■ **RECORDED INFORMATION**:
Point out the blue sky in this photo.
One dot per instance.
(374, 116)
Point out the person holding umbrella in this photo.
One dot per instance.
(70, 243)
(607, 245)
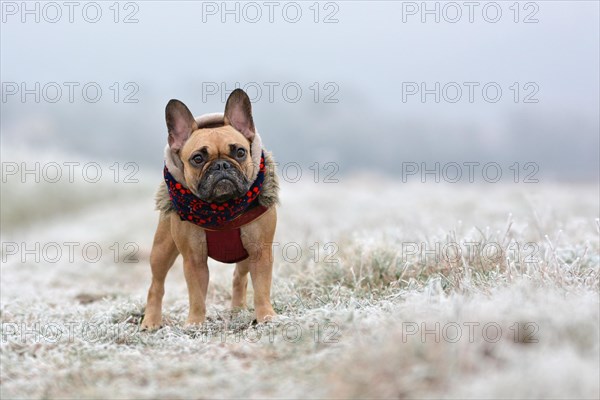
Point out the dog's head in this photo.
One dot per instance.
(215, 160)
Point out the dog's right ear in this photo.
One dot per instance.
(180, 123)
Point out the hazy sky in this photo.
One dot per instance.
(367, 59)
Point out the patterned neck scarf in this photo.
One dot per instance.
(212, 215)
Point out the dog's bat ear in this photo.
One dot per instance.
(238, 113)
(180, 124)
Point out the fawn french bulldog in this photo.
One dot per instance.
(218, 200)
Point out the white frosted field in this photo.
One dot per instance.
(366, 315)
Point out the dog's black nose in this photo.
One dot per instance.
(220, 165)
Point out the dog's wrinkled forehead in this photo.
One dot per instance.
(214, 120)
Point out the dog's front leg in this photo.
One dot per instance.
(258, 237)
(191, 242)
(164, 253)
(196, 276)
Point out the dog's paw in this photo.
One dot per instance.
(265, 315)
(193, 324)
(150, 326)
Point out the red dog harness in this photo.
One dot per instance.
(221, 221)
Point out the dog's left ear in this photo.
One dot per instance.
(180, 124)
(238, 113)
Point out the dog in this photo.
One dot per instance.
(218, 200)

■ **WHAT THIS TASK INVOLVES**: Please give the rows again, from the line with "Point out the dog's front leg in this photo." through the last row, including both ends and the request lines, and shift every answer coordinate by adding 150 to it. Output only those rows.

■ **SOLUTION FOR THIS PROBLEM**:
Point out the dog's front leg in this photo.
One dot per instance.
(408, 387)
(341, 392)
(314, 403)
(346, 426)
Point out the dog's paw in this photo.
One dot per instance.
(415, 465)
(343, 474)
(300, 476)
Point out the red dog harness in this photo.
One dot per instance.
(371, 371)
Point out the dog's left ear in this photo.
One dot per instance.
(330, 274)
(388, 263)
Point out the dog in this photo.
One dot per instance.
(368, 350)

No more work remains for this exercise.